* _DATA_
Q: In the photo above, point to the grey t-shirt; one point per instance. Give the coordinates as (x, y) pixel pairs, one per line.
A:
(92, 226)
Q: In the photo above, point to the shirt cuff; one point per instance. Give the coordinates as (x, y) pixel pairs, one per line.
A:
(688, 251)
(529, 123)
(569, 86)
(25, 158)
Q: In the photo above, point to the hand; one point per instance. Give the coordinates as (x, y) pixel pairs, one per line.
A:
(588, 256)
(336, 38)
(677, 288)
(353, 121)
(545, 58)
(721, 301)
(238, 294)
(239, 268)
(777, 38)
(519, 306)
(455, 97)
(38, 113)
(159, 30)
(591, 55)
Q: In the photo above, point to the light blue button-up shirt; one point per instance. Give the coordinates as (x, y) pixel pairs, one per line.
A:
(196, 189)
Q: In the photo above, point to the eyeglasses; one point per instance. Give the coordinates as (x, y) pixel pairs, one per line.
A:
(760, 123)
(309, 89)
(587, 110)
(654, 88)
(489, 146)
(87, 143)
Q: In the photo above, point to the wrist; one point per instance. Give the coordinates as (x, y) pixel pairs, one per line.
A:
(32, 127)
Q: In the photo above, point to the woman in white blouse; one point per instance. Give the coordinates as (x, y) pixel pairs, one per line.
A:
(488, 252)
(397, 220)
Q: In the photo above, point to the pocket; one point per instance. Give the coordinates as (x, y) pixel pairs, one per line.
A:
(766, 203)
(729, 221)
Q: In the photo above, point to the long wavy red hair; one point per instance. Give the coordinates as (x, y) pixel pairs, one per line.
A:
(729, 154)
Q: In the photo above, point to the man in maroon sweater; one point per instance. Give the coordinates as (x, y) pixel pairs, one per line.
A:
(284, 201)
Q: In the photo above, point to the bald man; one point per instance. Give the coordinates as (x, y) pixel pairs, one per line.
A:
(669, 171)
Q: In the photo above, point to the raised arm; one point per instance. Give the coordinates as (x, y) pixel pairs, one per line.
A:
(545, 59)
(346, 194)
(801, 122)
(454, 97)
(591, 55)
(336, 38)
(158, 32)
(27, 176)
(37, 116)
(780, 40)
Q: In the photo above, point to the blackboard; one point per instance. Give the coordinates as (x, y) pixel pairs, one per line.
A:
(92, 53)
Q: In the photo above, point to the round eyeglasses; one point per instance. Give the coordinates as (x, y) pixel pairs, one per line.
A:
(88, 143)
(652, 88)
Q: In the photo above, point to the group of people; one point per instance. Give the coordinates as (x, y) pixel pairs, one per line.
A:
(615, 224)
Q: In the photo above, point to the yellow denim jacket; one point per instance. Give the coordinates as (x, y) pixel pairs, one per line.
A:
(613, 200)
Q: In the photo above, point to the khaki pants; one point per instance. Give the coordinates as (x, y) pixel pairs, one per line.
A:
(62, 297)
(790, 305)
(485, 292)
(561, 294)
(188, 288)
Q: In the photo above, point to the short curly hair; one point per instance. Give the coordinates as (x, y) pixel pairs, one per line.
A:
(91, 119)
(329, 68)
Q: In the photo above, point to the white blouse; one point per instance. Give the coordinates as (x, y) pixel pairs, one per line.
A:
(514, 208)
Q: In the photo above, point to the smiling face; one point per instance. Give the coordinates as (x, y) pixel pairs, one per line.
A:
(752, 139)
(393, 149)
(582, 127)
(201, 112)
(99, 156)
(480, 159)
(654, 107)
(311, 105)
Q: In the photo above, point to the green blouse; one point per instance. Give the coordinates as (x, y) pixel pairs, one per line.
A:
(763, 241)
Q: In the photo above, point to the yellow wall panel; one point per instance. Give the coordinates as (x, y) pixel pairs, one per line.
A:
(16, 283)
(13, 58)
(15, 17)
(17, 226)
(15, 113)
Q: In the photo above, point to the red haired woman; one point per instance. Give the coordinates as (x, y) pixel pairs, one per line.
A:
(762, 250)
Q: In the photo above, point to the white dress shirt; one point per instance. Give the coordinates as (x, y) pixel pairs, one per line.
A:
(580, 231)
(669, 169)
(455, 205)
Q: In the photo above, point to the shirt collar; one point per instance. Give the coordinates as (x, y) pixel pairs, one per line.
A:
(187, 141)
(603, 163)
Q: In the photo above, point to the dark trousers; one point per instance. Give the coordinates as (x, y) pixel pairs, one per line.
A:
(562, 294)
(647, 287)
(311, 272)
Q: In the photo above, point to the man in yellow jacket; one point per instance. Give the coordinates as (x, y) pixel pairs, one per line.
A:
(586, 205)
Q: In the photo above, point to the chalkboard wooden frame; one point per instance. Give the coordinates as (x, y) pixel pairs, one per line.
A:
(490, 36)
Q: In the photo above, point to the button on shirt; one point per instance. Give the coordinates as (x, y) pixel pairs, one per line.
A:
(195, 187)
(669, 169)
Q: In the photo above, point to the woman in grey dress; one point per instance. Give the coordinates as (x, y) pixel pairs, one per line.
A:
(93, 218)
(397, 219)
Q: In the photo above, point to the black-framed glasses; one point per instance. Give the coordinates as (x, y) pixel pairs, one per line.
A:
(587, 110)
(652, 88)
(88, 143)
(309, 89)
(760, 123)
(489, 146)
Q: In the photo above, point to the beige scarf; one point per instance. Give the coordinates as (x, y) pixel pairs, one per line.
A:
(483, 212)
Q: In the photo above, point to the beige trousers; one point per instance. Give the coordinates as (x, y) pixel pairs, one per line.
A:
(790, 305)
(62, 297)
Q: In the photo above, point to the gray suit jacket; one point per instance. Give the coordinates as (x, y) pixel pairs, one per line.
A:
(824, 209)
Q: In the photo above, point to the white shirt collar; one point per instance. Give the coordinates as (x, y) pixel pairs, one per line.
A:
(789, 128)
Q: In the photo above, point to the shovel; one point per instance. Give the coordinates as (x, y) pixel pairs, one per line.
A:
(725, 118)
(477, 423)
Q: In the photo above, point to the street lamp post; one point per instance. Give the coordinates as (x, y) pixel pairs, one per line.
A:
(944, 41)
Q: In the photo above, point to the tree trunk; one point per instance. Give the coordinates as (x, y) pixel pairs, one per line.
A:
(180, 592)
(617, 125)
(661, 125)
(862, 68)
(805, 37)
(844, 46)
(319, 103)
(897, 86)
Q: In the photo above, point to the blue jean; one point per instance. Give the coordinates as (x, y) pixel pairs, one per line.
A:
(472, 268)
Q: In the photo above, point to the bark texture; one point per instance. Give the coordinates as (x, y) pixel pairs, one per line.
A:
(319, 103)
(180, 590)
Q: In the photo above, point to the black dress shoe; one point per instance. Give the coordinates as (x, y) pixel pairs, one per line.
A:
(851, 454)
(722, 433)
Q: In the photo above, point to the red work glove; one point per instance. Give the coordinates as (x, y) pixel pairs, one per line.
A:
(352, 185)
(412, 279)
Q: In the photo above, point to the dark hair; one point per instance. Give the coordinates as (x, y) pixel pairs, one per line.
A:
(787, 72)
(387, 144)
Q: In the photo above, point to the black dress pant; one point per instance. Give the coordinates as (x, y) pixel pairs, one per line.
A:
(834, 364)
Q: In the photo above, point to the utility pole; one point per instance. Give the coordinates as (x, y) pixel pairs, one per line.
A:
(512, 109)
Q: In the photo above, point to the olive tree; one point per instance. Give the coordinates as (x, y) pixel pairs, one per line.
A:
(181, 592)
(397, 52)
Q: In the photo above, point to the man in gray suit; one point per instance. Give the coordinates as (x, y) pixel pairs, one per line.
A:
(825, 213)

* _TASK INSTRUCTIONS_
Would you please filter the lines above and copy every one that includes "beige"?

* _COMPLETED TASK_
Q: In the photo above, point to the beige scarf; one point per instance. Give the coordinates as (x, y) pixel pairs, one per line.
Q: In the photo above, point to the beige trousers; one point per instance. Give the coordinates as (x, y) pixel pairs, one per line.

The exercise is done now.